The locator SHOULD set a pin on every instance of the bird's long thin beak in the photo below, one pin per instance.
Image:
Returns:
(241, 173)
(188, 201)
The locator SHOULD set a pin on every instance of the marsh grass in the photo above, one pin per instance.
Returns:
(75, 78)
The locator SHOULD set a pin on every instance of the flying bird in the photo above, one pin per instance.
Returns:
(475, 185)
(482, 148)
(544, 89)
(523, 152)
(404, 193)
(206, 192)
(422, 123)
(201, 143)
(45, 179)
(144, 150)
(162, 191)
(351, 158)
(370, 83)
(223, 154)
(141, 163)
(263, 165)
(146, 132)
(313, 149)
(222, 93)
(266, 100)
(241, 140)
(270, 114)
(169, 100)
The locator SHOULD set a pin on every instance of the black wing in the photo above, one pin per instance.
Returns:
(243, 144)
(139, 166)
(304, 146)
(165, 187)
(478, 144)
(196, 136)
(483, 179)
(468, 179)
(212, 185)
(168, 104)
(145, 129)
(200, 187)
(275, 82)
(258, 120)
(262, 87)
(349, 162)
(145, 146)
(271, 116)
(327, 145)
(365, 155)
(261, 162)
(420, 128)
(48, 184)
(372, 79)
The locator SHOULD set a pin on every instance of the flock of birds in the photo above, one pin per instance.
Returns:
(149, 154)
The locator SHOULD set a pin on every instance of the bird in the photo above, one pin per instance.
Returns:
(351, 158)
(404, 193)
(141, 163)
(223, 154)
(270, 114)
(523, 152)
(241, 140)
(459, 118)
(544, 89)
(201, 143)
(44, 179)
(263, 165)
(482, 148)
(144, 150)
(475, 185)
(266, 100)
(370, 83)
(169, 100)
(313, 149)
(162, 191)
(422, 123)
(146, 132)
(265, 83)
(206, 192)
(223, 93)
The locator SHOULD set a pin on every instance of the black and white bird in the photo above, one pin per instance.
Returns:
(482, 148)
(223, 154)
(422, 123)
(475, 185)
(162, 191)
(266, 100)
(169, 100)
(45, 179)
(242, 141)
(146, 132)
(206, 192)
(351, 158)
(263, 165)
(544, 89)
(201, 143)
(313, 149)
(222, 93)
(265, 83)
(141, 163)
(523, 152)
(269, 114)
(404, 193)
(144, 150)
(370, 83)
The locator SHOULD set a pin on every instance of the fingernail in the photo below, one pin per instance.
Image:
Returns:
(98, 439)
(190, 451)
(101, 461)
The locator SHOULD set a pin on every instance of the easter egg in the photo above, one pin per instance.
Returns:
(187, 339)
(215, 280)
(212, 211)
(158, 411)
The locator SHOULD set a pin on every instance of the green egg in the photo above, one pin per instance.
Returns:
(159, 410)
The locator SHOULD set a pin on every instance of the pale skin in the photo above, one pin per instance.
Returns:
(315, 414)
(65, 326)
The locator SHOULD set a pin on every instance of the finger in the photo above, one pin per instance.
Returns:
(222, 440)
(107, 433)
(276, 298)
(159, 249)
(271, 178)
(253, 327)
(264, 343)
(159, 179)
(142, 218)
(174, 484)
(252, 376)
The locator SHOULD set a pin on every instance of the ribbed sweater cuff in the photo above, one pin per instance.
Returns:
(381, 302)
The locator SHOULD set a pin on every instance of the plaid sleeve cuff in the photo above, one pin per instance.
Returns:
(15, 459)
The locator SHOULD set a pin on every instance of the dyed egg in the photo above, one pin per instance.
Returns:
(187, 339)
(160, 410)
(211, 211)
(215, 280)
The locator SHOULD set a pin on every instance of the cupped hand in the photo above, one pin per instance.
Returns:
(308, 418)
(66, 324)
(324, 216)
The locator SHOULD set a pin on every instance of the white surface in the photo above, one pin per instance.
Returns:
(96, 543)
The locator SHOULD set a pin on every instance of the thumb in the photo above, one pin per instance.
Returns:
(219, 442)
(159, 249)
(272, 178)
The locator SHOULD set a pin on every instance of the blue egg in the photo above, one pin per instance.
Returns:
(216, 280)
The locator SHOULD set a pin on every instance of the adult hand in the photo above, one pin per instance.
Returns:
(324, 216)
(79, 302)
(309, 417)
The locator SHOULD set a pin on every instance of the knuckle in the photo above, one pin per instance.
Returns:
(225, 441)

● ● ●

**Do this**:
Please return all of the data above line for line, with no changes.

**Output for this exercise**:
The locator SHOULD set a pin on every instance of the bird's long thin beak in the photo below, one pin per instance.
Image:
Returns:
(241, 173)
(188, 201)
The locator SHOULD set a pin on every instance of the marsh grass in the photo above, one pin per instance.
Returns:
(75, 78)
The locator SHOULD set a pin on every instance of the flying bird in the photo above, one pin per instance.
Returns:
(475, 185)
(482, 148)
(544, 89)
(523, 152)
(404, 193)
(206, 192)
(422, 123)
(201, 143)
(45, 179)
(144, 150)
(162, 191)
(351, 158)
(370, 83)
(223, 154)
(141, 163)
(263, 165)
(146, 132)
(313, 149)
(222, 93)
(266, 100)
(241, 140)
(270, 114)
(169, 100)
The locator SHOULD set a pin on every instance of the black wing in the photo above, one pin per instance.
Returns:
(243, 144)
(139, 166)
(304, 146)
(165, 187)
(478, 144)
(196, 136)
(483, 179)
(468, 179)
(212, 185)
(168, 104)
(145, 129)
(200, 187)
(275, 82)
(258, 120)
(262, 87)
(349, 162)
(145, 146)
(271, 116)
(327, 145)
(365, 155)
(261, 162)
(420, 128)
(48, 184)
(372, 79)
The locator SHOULD set a pin on every instance of the flock of birds in the photo above, one pin per instance.
Returns:
(149, 154)
The locator SHOULD set a pin on every instance of the bird in the photo above, one pin per instance.
Returns:
(351, 158)
(404, 193)
(141, 163)
(223, 154)
(270, 114)
(523, 152)
(241, 140)
(459, 118)
(544, 89)
(201, 143)
(44, 179)
(263, 165)
(482, 148)
(144, 150)
(475, 185)
(266, 100)
(370, 83)
(169, 100)
(313, 149)
(162, 191)
(422, 123)
(146, 132)
(265, 83)
(206, 192)
(223, 93)
The locator SHOULD set a pin on every instance of the black and white bird in the photo above, one pin per instance.
Returns:
(482, 148)
(223, 154)
(422, 123)
(475, 185)
(162, 191)
(266, 100)
(169, 100)
(45, 179)
(242, 141)
(146, 132)
(206, 192)
(351, 158)
(263, 165)
(544, 89)
(201, 143)
(313, 149)
(222, 93)
(265, 83)
(141, 163)
(523, 152)
(269, 114)
(404, 193)
(144, 150)
(370, 83)
The locator SHOULD set a pin on every instance of the fingernail in the photo below, one pin per instance.
Image:
Returns:
(98, 439)
(190, 451)
(101, 461)
The locator SHOULD set a pin on every instance of the easter egg in the photo above, one pin per instance.
Returns:
(187, 339)
(215, 280)
(212, 211)
(158, 411)
The locator SHOULD set a pin on every instance of the green egg in the photo above, one pin per instance.
Returns:
(159, 410)
The locator SHOULD set a pin on every instance of the pale skin in the photo above, one pin per instance.
Returns:
(315, 414)
(65, 326)
The locator SHOULD set a pin on every instance of the finger in the photo above, one pin per instance.
Returns:
(222, 440)
(107, 433)
(276, 298)
(159, 249)
(271, 178)
(253, 327)
(264, 343)
(159, 179)
(142, 218)
(174, 484)
(252, 376)
The locator SHOULD set a pin on every instance of the ribbed sweater cuff in the photo above, one pin per instance.
Returns:
(381, 302)
The locator SHOULD set a pin on every instance of the plaid sleeve cuff in the photo above, one pin per instance.
Returns:
(15, 459)
The locator SHOULD set a pin on every instance of the dyed egg in the photo above, one pin per instance.
Returns:
(187, 339)
(160, 410)
(211, 211)
(215, 280)
The locator SHOULD set a pin on every instance of the cupped hand in the photo above, one pin per instance.
Returns:
(308, 418)
(66, 324)
(324, 216)
The locator SHOULD set a pin on every instance of the white surface in the photo above, one pin per instance.
Returns:
(96, 543)
The locator SHOULD set a pin on every instance of the thumb in the photo above, one pin per instance.
Returns:
(219, 442)
(159, 249)
(272, 178)
The locator SHOULD set a pin on every instance of the blue egg in the photo above, one pin per instance.
Returns:
(216, 280)
The locator SHOULD set a pin on every instance of the adult hand in the photo above, one pin per instance.
Returns:
(324, 216)
(79, 302)
(309, 417)
The locator SHOULD set a pin on every instance of the knuckle in the photo above, one pin per instance.
Returns:
(225, 441)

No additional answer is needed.